WHAT YOU ARE ASKED TO DO:
Reproduce the full article about Coursera's new chief executive word for word.

New Coursera chief stresses the ‘wow’ factor of huge audience for free online courses

June 23, 2014

A little more than two years ago, the emergence of massive open online courses wowed the higher education world. The sheer scale of the response to free classes from star faculty at prestigious universities boggled minds. A single professor was capable of reaching more students — topping 100,000, say — with one online course than she would have drawn in an entire career of lecturing on campus.

Then it was thought that MOOCs, the acronym coined for these massive courses, would shatter the business model of higher education. Then it was thought that the real purpose of MOOCs was to run huge pedagogical experiments to help universities improve teaching for tuition-paying students.

Richard C. Levin, the new chief executive of Coursera, the most widely used MOOC platform, wants to steer the conversation back to what grabbed public attention in the first place: the wow factor.

Sure, Levin said, the emerging technology will help professors stimulate students on campus who are tired of old-school lectures. The talk of “flipped classrooms” and “blended learning” — weaving MOOCs into classroom experiences — is not mere hype.

“But that is not the big picture,” Levin said in a visit last week to The Washington Post. “The big picture is this magnifies the reach of universities by two or three orders of magnitude.”

Levin took the helm of Coursera in April, as the company based in Mountain View, Calif., was turning two years old. An economist, Levin was president of Yale University from 1993 to 2013. He said he was attracted to the higher ed start-up by the prospect of engaging millions of learners around the globe.

PROVIDED MATERIAL:
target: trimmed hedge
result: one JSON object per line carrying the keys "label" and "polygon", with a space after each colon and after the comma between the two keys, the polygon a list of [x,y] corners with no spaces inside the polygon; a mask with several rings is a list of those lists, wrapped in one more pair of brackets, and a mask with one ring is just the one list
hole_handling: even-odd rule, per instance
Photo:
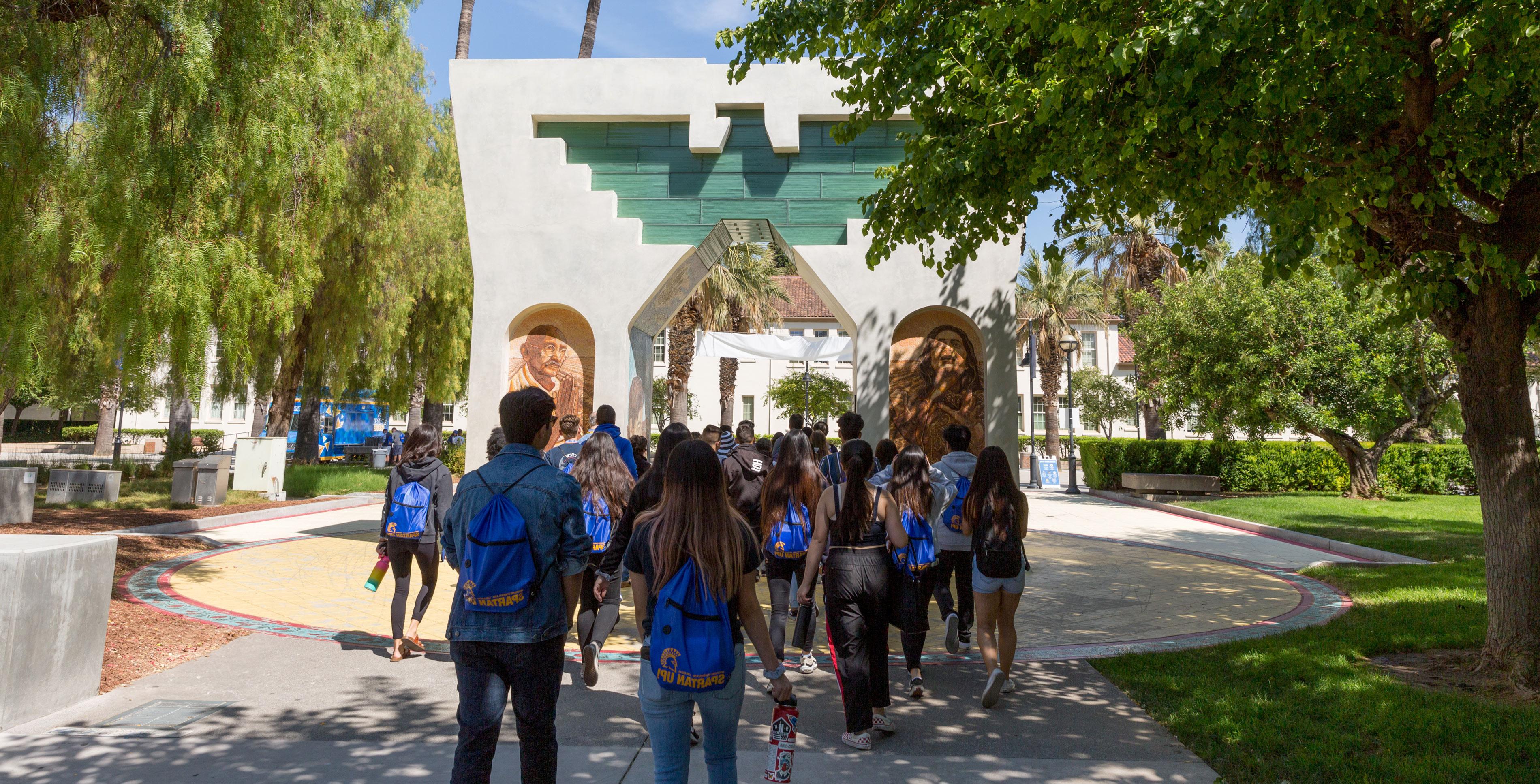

RESULT FOR THIS EXERCISE:
New Coursera chief stresses the ‘wow’ factor of huge audience for free online courses

June 23, 2014

A little more than two years ago, the emergence of massive open online courses wowed the higher education world. The sheer scale of the response to free classes from star faculty at prestigious universities boggled minds. A single professor was capable of reaching more students — topping 100,000, say — with one online course than she would have drawn in an entire career of lecturing on campus.

Then it was thought that MOOCs, the acronym coined for these massive courses, would shatter the business model of higher education. Then it was thought that the real purpose of MOOCs was to run huge pedagogical experiments to help universities improve teaching for tuition-paying students.

Richard C. Levin, the new chief executive of Coursera, the most widely used MOOC platform, wants to steer the conversation back to what grabbed public attention in the first place: the wow factor.

Sure, Levin said, the emerging technology will help professors stimulate students on campus who are tired of old-school lectures. The talk of “flipped classrooms” and “blended learning” — weaving MOOCs into classroom experiences — is not mere hype.

“But that is not the big picture,” Levin said in a visit last week to The Washington Post. “The big picture is this magnifies the reach of universities by two or three orders of magnitude.”

Levin took the helm of Coursera in April, as the company based in Mountain View, Calif., was turning two years old. An economist, Levin was president of Yale University from 1993 to 2013. He said he was attracted to the higher ed start-up by the prospect of engaging millions of learners around the globe.